### Problem requirements
Reproduce every line from the one containing "of the white" down to the one containing "x=774 y=400", including both of those lines and changing nothing.

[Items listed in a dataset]
******************************

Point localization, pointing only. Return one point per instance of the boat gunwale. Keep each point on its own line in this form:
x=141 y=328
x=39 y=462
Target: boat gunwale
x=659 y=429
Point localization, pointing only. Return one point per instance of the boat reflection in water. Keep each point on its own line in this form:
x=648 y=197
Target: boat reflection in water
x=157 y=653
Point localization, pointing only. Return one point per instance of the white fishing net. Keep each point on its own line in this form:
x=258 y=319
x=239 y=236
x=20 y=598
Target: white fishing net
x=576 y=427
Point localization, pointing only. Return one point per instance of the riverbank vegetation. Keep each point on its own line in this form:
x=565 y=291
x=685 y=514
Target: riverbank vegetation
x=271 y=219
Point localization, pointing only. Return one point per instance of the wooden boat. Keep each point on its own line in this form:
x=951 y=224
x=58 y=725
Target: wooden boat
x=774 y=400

******************************

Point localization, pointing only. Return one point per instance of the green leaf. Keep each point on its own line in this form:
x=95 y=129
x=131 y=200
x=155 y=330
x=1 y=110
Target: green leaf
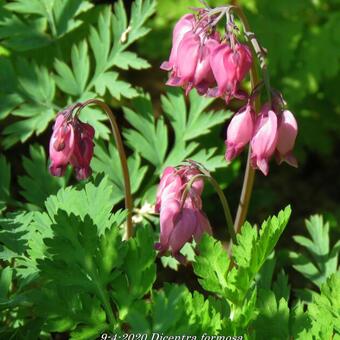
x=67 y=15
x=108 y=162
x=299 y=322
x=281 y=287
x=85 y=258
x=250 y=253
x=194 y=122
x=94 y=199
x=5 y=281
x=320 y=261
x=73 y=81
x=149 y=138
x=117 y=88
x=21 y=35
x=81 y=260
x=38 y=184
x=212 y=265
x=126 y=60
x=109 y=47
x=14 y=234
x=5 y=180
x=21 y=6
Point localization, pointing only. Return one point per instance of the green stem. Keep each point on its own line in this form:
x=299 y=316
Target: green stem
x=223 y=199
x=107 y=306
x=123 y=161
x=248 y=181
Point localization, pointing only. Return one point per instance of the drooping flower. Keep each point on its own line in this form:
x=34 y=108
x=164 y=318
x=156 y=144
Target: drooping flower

******************************

### Reply to the exercise
Point localization, pointing only. Return one point per instance of the white fishing net. Keep each point on its own line in this form:
x=258 y=319
x=239 y=236
x=20 y=598
Target: white fishing net
x=576 y=427
Point localization, pointing only. Return one point per instance of the riverbank vegetation. Keep each point on its own line in this form:
x=565 y=291
x=685 y=514
Target: riverbank vegetation
x=271 y=219
Point localization, pointing only. Return one point per instance of the wooden boat. Keep each point on its own line in this form:
x=951 y=224
x=58 y=725
Target: wooden boat
x=774 y=400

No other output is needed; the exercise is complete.